Extrait fourni —
※ ※ ※
Et surtout il soutient qu'en matière de virginité, l'essentiel vient de l'opinion. " S'il se trouve, écrit-il, qu'une fille ait accouché secrètement et qu'elle veuille ensuite se marier sans que son mari puisse s'apercevoir de sa faiblesse passée, le meilleur remède que je lui puisse donner dans cette occasion, c'est qu'elle soit chaste et pudique quatre ou cinq ans avant son mariage, qu'elle ne s'échauffe point l'imagination d'amourettes par des danses, des conversations et des lectures impudiques, et qu'elle vive enfin dans la modestie qui est bienséante aux filles qui se repentent. Je lui promets que son mari la prendra pour pucelle et qu'il ne croira jamais avoir été trompé. " Les conseils du médecin réaliste, et même apparemment cynique, rencontrent finalement ceux de l'Église qui prescrit à la jeune fille exactement la même conduite pour garder sa virginité. Souvent burlesques, tous les autres remèdes paraissent principalement destinés à rendre à celle qui en a besoin une sorte de virginité psychologique.
L'arbitraire de l'opinion
On croyait, avec les moralistes, avoir grâce au pucelage des filles une définition objective de leur honnêteté, et l'on s'aperçoit, avec les médecins, que l'on demeure tributaire de l'opinion. En définissant l'honneur comme " l'illustre connaissance " que l'on a des actions ou des qualités, Grenaille lui-même suggérait son pouvoir. C'est moins l'intégrité physiologique qui décide de la virginité que la réputation de la personne concernée. Pour être réputée honnête fille, il faut certes savoir se bien conduire, mais pas nécessairement selon les critères de la morale. Ce principe n'est pas vrai seulement pour les filles : Célimène, pour être coquette et imprudente, se perd où Arsinoé garde l'apparence de la vertu.
L'honnêteté, en fin de compte, dépend moins de la sexualité de la femme que de sa réputation. Il suffit à Mme de Sévigné d'apprendre qu'il y a de ses lettres dans les cassettes de Foucquet pour qu'elle s'affole de se trouver soudain parmi des femmes décriées et mette en campagne ses amis pour la justifier. Tentative délicate, car comme dit Bussy, les manifestes, en ce domaine, " bien loin de justifier éternisent la médisance ". Ninon de Lenclos défendait l'envers de cette idée en soutenant, selon le Journal d'un Parisien (mars 1656) " que l'honnêteté d'une femme consistait seulement en l'art de paraître honnête ". Aux exigences de pudeur et de modestie rappelées par Furetière, la femme est par la force des choses conduite à substituer la ruse, la dissimulation, l'hypocrisie. Au paraître masculin, qui est ostentation et dilatation du moi, correspond un paraître féminin, simulation et perversion de la retenue, dont le fard est le signe et le symbole. Condamnée à l'intériorité même dans la faute, la femme doit vivre masquée.
※ ※ ※
Ensemble des entrées —
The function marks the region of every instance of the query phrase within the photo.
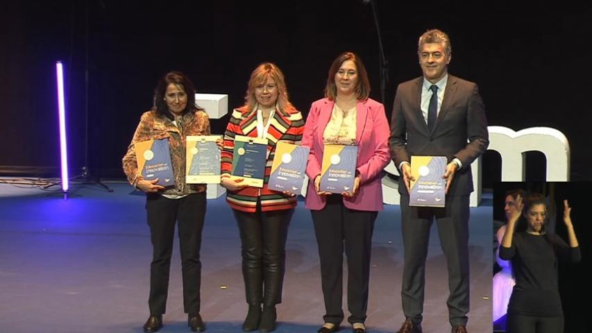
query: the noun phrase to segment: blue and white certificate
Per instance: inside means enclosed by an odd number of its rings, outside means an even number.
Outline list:
[[[249,186],[263,187],[267,162],[267,139],[235,137],[232,176],[244,179],[244,184]]]
[[[308,147],[278,142],[267,184],[269,189],[299,193],[302,190],[310,152]]]
[[[175,185],[169,139],[141,141],[134,144],[137,169],[146,180],[158,178],[156,185]]]
[[[341,194],[353,190],[357,146],[325,144],[321,166],[321,190]]]
[[[220,183],[220,149],[216,140],[221,135],[187,137],[185,182]]]
[[[412,156],[409,205],[444,207],[446,180],[442,178],[446,170],[446,156]]]

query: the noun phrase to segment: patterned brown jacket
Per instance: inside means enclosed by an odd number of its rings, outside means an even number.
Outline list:
[[[159,193],[184,195],[205,191],[205,184],[185,184],[185,137],[210,134],[208,114],[201,110],[189,112],[178,118],[176,126],[167,117],[158,115],[153,110],[144,112],[123,159],[124,172],[128,177],[128,181],[136,187],[137,182],[144,179],[137,169],[134,144],[138,142],[168,137],[176,185]]]

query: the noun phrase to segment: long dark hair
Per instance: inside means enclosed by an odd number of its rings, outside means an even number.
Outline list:
[[[358,101],[366,101],[370,95],[370,80],[368,79],[368,72],[360,56],[353,52],[344,52],[333,60],[329,68],[329,76],[325,85],[325,97],[335,101],[337,97],[337,87],[335,86],[335,74],[346,60],[352,60],[357,69],[357,84],[355,86],[356,99]]]
[[[183,112],[181,112],[182,114],[196,110],[203,110],[195,103],[195,87],[191,80],[185,74],[178,71],[173,71],[167,73],[160,78],[154,89],[154,106],[153,108],[157,114],[166,116],[169,114],[169,106],[167,105],[167,101],[164,100],[164,94],[167,92],[167,87],[171,83],[176,85],[179,89],[182,89],[187,95],[187,104]]]

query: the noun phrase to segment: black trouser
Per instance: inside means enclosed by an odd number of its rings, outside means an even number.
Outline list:
[[[150,265],[150,314],[160,316],[167,311],[169,273],[175,237],[175,221],[178,221],[179,246],[183,276],[183,308],[185,313],[199,313],[201,282],[201,230],[205,216],[205,192],[169,199],[160,194],[146,196],[146,210],[152,241]]]
[[[440,245],[448,269],[448,320],[453,326],[466,325],[468,312],[468,196],[446,196],[444,208],[410,207],[401,195],[405,266],[401,298],[405,317],[421,323],[425,284],[425,259],[430,229],[438,225]]]
[[[508,314],[507,333],[563,333],[564,317]]]
[[[343,198],[333,194],[325,207],[311,210],[321,260],[321,281],[327,323],[339,325],[344,320],[344,247],[348,261],[348,321],[364,323],[368,307],[372,233],[377,212],[350,210]]]
[[[286,271],[286,239],[294,210],[248,213],[232,210],[239,226],[246,302],[274,306],[282,302]]]

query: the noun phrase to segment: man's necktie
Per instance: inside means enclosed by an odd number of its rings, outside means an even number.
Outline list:
[[[438,117],[438,86],[432,85],[430,90],[432,90],[432,97],[428,107],[428,128],[432,132],[436,125],[436,118]]]

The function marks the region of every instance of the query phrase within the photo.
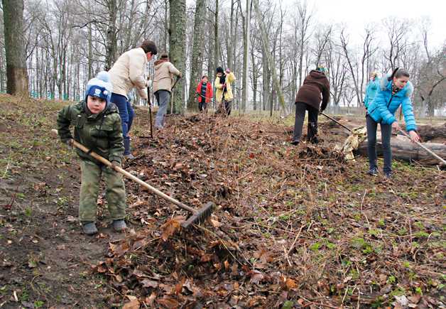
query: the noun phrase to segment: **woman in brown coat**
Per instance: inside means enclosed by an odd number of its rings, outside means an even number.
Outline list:
[[[293,145],[298,145],[302,136],[305,111],[308,111],[308,129],[307,139],[311,143],[317,143],[317,114],[323,112],[330,99],[330,83],[325,72],[321,66],[312,70],[303,81],[295,98],[295,119],[294,122]],[[320,104],[322,94],[322,103]]]
[[[155,76],[153,77],[153,93],[159,106],[156,117],[155,117],[155,127],[159,129],[164,127],[163,123],[169,101],[170,101],[173,75],[181,77],[183,74],[169,61],[168,54],[164,53],[161,54],[161,59],[155,61]]]

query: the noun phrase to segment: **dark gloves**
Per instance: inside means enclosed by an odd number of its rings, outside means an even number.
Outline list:
[[[67,139],[65,141],[65,143],[67,144],[67,147],[68,147],[68,149],[73,149],[75,148],[75,143],[72,139]]]
[[[116,166],[120,168],[121,167],[121,163],[119,162],[116,161],[111,161],[111,168],[114,170],[114,168]]]

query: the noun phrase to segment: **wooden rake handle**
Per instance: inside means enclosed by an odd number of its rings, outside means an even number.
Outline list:
[[[408,134],[406,132],[405,132],[403,130],[398,130],[398,132],[400,132],[401,134],[404,135],[406,137],[408,137],[409,139],[410,139],[410,136],[409,136],[409,134]],[[422,144],[421,143],[420,143],[419,141],[415,142],[417,145],[418,145],[420,147],[421,147],[422,148],[423,148],[424,150],[425,150],[426,151],[428,151],[428,153],[430,153],[432,156],[433,156],[434,157],[435,157],[436,158],[437,158],[440,162],[441,162],[442,163],[443,163],[444,165],[446,166],[446,161],[445,161],[445,159],[442,158],[440,156],[438,156],[437,153],[435,153],[435,152],[433,152],[433,151],[431,151],[430,149],[429,149],[428,147],[426,147],[425,146],[424,146],[423,144]]]
[[[53,129],[53,130],[51,130],[51,131],[53,133],[56,134],[58,134],[58,130]],[[151,185],[150,185],[148,183],[146,183],[145,181],[143,181],[141,179],[139,179],[138,178],[131,175],[130,173],[127,172],[126,170],[124,170],[124,168],[121,168],[120,166],[113,166],[113,164],[111,164],[111,162],[110,162],[109,161],[108,161],[105,158],[98,155],[94,151],[90,151],[90,150],[89,148],[85,147],[82,143],[80,143],[77,142],[74,139],[73,139],[73,145],[75,146],[75,147],[78,148],[79,149],[82,150],[85,153],[89,154],[92,157],[94,158],[98,161],[101,162],[102,163],[105,164],[109,168],[114,169],[114,170],[116,170],[116,172],[120,173],[121,174],[124,175],[127,178],[130,178],[132,180],[134,180],[134,182],[138,183],[138,184],[140,184],[143,187],[144,187],[146,189],[148,189],[152,193],[153,193],[153,194],[155,194],[155,195],[159,196],[160,197],[162,197],[162,198],[163,198],[163,199],[165,199],[166,200],[168,200],[169,202],[173,202],[173,204],[176,205],[179,207],[183,208],[185,210],[187,210],[188,212],[192,212],[194,215],[197,213],[197,210],[195,210],[195,209],[192,208],[191,207],[187,206],[185,204],[182,203],[181,202],[174,199],[173,197],[170,197],[167,194],[162,193],[161,191],[160,191],[159,190],[156,189],[156,188],[152,187]]]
※ ※ ※
Tâches demandées —
1. Répondez aux questions suivantes à partir de l'extrait :
(a) Combien d'années avant son mariage la fille doit-elle, selon le médecin cité, rester chaste et pudique ?
(b) Quel personnage garde l'apparence de la vertu ?
(c) Quelle date est indiquée pour le Journal d'un Parisien ?
2. Citez textuellement le passage de l'extrait qui va de « L'arbitraire de l'opinion » à « de la vertu. ».
3. Relevez, dans l'ordre où ils apparaissent, tous les noms propres de personnes ou de personnages que mentionne l'extrait.
Les entrées constituent un matériau distinct de l'extrait.

Réponses attendues —
1.
(a) Quatre ou cinq ans.
(b) Arsinoé.
(c) Mars 1656.

2.
L'arbitraire de l'opinion
On croyait, avec les moralistes, avoir grâce au pucelage des filles une définition objective de leur honnêteté, et l'on s'aperçoit, avec les médecins, que l'on demeure tributaire de l'opinion. En définissant l'honneur comme " l'illustre connaissance " que l'on a des actions ou des qualités, Grenaille lui-même suggérait son pouvoir. C'est moins l'intégrité physiologique qui décide de la virginité que la réputation de la personne concernée. Pour être réputée honnête fille, il faut certes savoir se bien conduire, mais pas nécessairement selon les critères de la morale. Ce principe n'est pas vrai seulement pour les filles : Célimène, pour être coquette et imprudente, se perd où Arsinoé garde l'apparence de la vertu.

3. Grenaille, Célimène, Arsinoé, Mme de Sévigné, Foucquet, Bussy, Ninon de Lenclos, Furetière